_Dataset records_
------------------------------------------------------------------------
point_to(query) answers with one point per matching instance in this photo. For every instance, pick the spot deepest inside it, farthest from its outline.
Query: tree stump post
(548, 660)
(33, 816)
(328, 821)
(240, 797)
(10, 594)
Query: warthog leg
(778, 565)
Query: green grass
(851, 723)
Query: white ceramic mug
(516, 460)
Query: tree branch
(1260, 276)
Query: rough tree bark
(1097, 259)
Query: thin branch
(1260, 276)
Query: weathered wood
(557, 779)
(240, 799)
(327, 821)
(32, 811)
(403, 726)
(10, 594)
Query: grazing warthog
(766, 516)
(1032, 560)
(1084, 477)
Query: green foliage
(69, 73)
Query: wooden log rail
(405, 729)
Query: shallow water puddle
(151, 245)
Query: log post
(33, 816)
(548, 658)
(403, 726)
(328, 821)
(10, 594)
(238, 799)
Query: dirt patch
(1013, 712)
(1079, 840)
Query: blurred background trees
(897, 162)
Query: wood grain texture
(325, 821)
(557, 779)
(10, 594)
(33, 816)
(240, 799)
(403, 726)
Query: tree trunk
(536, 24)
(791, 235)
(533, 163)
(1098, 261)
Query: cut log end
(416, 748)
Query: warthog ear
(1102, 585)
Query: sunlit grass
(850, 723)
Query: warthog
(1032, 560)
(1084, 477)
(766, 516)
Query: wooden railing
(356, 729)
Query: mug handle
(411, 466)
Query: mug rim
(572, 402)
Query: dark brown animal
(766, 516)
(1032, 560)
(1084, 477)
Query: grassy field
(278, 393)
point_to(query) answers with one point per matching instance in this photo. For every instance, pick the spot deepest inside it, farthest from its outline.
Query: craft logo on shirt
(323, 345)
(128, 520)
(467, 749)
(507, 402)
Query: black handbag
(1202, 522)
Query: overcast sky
------------------------------------------------------------------------
_Work to be completed_
The records above, in their entirety, need to be set down again exactly.

_Written response_
point_to(query) answers with one point per matching instance in this photo. For every instance, pick the spot deepest inside it, farthest from its outline.
Query: tree stump post
(548, 660)
(33, 816)
(328, 821)
(240, 797)
(10, 594)
Query: warthog leg
(778, 565)
Query: green grass
(851, 723)
Query: white ceramic mug
(516, 460)
Query: tree branch
(1260, 276)
Query: rough tree bark
(1097, 259)
Query: thin branch
(1260, 276)
Query: weathered wood
(557, 779)
(240, 799)
(327, 821)
(32, 811)
(403, 726)
(10, 594)
Query: grazing warthog
(766, 516)
(1032, 560)
(1084, 477)
Query: green foliage
(69, 73)
Query: wooden log rail
(405, 729)
Query: shallow water puddle
(151, 245)
Query: log post
(33, 816)
(548, 658)
(403, 726)
(328, 821)
(10, 594)
(238, 799)
Query: dirt patch
(1013, 712)
(1079, 840)
Query: blurred background trees
(897, 162)
Query: wood grain texture
(325, 821)
(557, 779)
(10, 594)
(33, 816)
(240, 799)
(403, 726)
Query: tree trunk
(536, 24)
(791, 235)
(533, 163)
(1098, 261)
Query: cut log end
(416, 748)
Query: warthog ear
(1102, 585)
Query: sunlit grass
(850, 723)
Query: warthog
(1032, 560)
(1084, 477)
(766, 516)
Query: wooden railing
(356, 729)
Query: mug handle
(411, 466)
Query: mug rim
(572, 402)
Query: dark brown animal
(766, 516)
(1032, 560)
(1084, 477)
Query: grassy field
(278, 393)
point_to(query) answers with one point per matching instance in this photo. For every instance, pick the spot deepest inside it, farthest from its outline.
Query: craft logo on shirt
(323, 345)
(128, 520)
(467, 749)
(507, 402)
Query: black handbag
(1202, 522)
Query: overcast sky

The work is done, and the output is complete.